*** Opening of AVAILABLE RECORDS ***
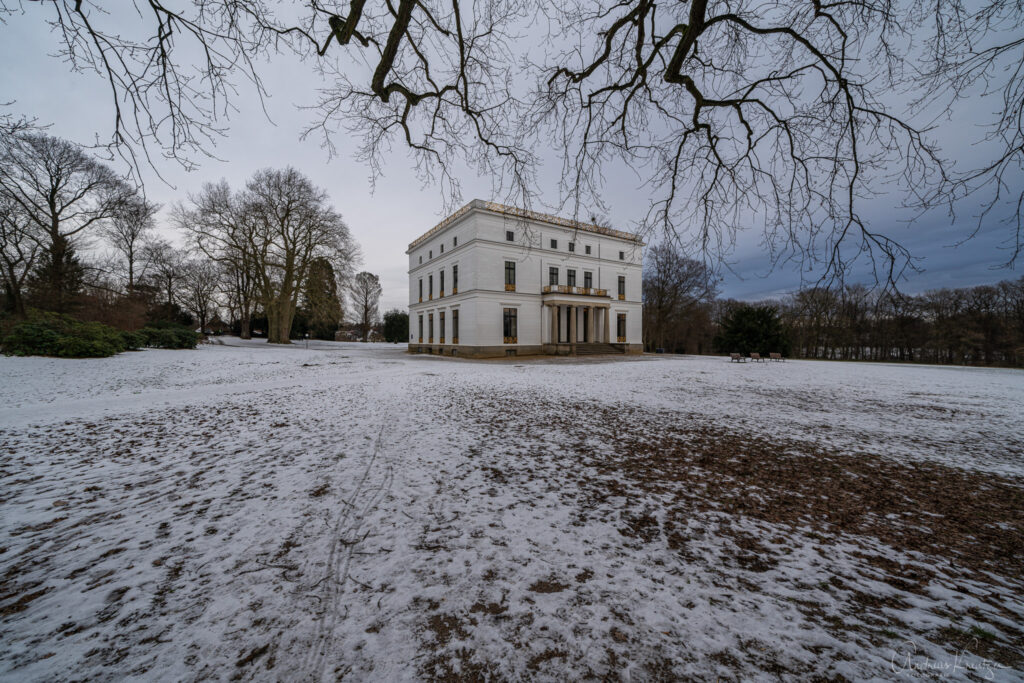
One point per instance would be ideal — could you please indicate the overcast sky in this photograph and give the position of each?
(384, 220)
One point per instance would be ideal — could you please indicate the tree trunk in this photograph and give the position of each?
(246, 324)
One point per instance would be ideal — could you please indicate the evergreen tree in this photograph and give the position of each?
(395, 326)
(747, 329)
(56, 281)
(321, 309)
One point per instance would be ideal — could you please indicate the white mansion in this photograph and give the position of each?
(492, 280)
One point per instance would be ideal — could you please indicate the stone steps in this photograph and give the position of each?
(597, 349)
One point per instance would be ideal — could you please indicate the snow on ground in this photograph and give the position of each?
(350, 511)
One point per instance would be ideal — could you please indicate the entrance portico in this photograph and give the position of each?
(570, 323)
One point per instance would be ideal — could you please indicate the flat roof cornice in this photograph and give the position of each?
(494, 207)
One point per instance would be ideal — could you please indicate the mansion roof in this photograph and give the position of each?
(524, 214)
*** Close of AVAILABLE RECORDS ***
## TASK DIRECTIONS
Leave out every picture and copy the rest of the records exactly.

## EXERCISE RESULT
One point per instance would be ideal — could you please indicate the overcast sky in this photograph and give the position of each?
(384, 220)
One point per instance would be ideal — could you please indicate the tree trunk in this photograph and give the position of each?
(246, 324)
One point per instance would be ideal — could you please indicate the evergreen tree in this photograph and give the position of each?
(395, 326)
(747, 329)
(56, 281)
(321, 309)
One point per instance would be ideal — could you please indicate the white mansion in this photograph and give the position of each?
(492, 280)
One point per instance would be ideal — could you please indicate the stone steps in this photograph and give the position of each?
(597, 349)
One point per instance would be ideal — could you please indicate the snow on ground in this photograph and give the position of each?
(350, 511)
One point per instance would be ideal — could you please indicate the entrance portico in this photograph and give the position of each?
(570, 323)
One point per instance would be ideal — could you please indicate the flat roof cornice in this photograph and give the position of each?
(494, 207)
One point per instance would be ideal — could you please indicate the mansion roof in this photograph and give the position of each?
(524, 214)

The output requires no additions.